Source document:
"""

While superhero comics have blended with horror for sometime, most of these stories take place outside of mainstream continuity to allow the creative team to depict terrifying situations that often result in death and dismemberment for beloved, fan-favorite characters. However, Marvel Comics has recently doubled down with its horror-tinged stories set in the main Marvel Universe with the current crossover event Absolute Carnage and now new weekly miniseries Contagion. Written by Ed Brisson and illustrated by a whole host of rotating artists, the story sees the Marvel Universe face a strange new disease.
The opening issue shows the ailment's origins in the mythical city of K'un Lun, the East Asian locale traditionally associated with Iron Fist. Upon the horrifying discovery that the mysterious disease has escaped to the wider world outside the remote location, the story quickly hits the ground running. It shows the disease infesting New York City, home to many of the Marvel Universe's most familiar faces, including a certain super-team that first encounters the titular contagion with escalating, terrifying results.

"""

Extracted information:

"""

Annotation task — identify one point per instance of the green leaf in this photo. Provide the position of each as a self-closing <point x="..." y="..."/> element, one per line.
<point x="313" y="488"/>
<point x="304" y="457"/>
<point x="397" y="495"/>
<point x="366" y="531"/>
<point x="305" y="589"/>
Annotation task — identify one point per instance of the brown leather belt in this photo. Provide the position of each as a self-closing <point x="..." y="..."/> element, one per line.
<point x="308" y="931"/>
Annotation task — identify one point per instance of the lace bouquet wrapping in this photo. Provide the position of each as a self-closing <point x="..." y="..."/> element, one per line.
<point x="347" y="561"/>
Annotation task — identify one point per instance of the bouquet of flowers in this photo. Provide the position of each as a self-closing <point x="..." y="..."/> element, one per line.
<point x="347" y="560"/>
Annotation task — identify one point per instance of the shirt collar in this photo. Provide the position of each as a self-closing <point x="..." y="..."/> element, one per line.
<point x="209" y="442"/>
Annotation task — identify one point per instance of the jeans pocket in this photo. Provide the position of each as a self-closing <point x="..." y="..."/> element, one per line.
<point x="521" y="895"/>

"""

Where does the disease in Marvel's Contagion miniseries come from, according to the article about it?

The disease comes from the mythical city of K'un Lun.